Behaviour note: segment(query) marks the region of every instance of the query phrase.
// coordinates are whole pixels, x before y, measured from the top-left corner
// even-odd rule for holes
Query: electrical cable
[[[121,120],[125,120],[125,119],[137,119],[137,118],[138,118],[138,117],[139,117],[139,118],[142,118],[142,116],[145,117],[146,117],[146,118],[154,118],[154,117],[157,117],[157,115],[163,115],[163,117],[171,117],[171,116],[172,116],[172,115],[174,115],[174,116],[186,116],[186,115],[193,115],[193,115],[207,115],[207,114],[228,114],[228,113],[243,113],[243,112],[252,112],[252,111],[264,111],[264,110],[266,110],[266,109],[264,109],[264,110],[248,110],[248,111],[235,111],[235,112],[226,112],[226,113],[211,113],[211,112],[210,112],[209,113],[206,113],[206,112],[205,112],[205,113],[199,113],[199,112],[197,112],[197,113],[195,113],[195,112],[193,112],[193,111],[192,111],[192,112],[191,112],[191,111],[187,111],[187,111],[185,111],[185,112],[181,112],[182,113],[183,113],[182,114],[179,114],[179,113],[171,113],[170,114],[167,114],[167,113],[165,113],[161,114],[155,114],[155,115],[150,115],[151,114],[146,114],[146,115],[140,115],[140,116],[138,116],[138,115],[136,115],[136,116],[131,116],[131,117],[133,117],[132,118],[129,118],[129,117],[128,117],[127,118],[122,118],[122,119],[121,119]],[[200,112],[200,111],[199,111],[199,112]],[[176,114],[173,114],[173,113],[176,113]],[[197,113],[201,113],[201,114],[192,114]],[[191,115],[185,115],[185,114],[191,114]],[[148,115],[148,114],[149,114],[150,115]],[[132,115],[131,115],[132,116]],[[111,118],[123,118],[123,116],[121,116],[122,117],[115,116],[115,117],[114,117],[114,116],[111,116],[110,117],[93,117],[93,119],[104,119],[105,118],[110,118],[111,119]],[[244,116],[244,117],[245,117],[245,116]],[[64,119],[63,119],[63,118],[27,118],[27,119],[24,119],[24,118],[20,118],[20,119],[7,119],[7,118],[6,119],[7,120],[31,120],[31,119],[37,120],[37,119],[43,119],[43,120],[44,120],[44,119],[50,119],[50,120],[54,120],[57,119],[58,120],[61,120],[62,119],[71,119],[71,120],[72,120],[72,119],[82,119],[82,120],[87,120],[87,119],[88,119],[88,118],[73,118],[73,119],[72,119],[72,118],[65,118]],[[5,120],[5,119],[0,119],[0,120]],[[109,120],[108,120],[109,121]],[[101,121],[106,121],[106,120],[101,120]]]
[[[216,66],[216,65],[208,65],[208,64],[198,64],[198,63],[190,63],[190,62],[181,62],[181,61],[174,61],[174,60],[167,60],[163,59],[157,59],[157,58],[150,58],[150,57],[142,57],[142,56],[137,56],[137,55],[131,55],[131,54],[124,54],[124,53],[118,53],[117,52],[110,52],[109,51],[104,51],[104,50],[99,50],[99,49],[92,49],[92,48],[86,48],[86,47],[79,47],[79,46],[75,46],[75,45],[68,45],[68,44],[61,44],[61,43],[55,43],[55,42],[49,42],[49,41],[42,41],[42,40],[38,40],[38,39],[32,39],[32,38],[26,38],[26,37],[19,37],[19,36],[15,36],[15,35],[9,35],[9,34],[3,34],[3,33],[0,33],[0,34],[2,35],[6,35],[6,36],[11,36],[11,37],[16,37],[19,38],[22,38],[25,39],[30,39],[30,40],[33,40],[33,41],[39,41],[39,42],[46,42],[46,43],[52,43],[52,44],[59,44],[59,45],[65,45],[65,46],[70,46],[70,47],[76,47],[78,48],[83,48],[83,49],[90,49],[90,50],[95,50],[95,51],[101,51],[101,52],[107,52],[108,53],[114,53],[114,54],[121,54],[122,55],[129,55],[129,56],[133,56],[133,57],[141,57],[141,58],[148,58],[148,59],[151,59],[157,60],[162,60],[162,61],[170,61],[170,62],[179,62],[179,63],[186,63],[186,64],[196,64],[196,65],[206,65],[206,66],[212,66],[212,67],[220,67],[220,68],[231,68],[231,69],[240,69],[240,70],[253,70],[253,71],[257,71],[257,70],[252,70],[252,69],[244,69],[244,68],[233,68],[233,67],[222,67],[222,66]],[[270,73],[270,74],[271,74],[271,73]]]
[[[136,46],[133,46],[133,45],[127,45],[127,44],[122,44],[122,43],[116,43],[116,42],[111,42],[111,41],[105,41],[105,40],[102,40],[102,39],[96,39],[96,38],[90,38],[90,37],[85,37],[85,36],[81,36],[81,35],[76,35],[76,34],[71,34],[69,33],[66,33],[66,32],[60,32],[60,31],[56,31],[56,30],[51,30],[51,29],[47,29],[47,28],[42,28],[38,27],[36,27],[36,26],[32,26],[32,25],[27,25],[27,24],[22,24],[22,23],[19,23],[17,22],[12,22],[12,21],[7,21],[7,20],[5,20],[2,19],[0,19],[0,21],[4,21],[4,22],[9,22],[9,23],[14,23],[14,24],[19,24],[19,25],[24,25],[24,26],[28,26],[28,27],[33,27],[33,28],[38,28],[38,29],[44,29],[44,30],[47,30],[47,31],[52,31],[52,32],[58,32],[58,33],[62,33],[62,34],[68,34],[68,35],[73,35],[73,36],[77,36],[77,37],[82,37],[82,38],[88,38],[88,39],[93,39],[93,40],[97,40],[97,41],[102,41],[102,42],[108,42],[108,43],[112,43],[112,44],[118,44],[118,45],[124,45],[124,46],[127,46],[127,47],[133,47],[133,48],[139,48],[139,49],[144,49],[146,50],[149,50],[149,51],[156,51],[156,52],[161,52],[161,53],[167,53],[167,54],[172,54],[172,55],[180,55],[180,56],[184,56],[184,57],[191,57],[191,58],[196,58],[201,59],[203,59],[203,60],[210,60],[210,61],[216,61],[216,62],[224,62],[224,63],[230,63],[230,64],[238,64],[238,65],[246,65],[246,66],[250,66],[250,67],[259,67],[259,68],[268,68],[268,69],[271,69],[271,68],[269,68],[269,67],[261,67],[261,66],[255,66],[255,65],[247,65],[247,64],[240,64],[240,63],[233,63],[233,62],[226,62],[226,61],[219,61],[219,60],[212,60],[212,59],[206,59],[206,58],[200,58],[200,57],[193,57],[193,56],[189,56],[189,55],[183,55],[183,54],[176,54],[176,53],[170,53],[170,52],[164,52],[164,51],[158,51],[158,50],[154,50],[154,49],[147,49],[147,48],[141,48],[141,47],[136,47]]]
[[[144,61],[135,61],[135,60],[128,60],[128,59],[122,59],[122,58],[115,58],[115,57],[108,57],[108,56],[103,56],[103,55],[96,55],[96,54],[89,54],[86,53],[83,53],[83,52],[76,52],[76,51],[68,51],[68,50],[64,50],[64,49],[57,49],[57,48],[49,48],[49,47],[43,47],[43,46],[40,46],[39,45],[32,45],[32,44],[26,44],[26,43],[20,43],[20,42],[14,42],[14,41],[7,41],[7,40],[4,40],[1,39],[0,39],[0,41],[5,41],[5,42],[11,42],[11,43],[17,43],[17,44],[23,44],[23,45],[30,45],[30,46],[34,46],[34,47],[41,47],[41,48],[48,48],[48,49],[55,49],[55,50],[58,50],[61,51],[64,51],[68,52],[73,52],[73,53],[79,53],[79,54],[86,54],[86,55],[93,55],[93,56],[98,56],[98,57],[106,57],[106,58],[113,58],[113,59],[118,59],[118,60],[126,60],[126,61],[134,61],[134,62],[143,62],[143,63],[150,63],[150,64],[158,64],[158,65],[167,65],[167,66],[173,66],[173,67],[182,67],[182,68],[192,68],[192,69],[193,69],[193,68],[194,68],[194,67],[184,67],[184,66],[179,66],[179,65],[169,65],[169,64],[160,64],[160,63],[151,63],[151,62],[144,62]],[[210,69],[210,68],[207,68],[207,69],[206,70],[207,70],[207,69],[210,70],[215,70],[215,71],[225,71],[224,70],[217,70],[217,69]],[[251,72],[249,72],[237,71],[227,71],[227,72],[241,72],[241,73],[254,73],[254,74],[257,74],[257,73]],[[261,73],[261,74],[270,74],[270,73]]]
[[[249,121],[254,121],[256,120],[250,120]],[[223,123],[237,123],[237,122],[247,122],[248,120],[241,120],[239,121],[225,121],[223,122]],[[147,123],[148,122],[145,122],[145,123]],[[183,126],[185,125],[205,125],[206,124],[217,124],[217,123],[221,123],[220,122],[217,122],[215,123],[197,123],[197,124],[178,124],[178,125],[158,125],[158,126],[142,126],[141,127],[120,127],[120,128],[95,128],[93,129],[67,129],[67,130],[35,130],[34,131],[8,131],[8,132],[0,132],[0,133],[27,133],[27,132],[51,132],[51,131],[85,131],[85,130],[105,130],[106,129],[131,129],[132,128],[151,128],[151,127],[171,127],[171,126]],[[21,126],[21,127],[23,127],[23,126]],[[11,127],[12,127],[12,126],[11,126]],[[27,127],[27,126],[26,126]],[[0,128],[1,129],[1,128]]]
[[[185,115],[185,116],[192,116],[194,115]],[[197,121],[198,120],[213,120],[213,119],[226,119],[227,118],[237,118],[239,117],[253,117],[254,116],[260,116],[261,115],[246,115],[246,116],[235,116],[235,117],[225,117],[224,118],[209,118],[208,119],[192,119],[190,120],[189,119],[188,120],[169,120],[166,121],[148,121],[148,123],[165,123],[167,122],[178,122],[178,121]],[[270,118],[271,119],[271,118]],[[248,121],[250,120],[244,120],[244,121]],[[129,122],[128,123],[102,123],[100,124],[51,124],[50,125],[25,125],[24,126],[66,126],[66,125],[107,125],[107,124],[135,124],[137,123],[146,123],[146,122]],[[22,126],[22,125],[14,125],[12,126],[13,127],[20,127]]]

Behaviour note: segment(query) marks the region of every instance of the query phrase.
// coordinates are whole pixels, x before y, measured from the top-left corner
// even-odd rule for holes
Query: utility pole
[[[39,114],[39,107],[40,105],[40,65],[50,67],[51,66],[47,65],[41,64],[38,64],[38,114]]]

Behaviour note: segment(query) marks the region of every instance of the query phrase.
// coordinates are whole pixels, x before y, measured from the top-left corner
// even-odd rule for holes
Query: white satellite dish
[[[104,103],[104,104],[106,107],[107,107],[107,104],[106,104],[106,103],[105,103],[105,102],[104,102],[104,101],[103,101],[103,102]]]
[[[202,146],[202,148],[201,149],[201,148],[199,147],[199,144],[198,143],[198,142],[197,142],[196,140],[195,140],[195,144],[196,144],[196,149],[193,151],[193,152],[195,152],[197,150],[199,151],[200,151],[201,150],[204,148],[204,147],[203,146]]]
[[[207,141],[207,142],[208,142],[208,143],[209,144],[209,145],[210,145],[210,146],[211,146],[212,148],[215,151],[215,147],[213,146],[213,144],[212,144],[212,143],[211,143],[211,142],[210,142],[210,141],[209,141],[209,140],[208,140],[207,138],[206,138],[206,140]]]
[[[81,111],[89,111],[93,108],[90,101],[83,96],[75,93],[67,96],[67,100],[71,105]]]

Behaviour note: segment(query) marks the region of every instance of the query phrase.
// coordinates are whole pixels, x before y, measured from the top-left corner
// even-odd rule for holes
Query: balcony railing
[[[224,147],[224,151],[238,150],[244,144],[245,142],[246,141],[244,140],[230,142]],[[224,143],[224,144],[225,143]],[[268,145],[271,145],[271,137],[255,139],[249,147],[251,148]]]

======

■ Brief
Please copy the lines from the very start of the items down to and including the line that contains "Query: electrical cable", reproducing them without change.

■ Final result
Behaviour note: segment(query) marks the region of every instance of the query phrase.
// coordinates are whole pixels, x before y, measured from the top-left corner
// even-odd rule for holes
Query: electrical cable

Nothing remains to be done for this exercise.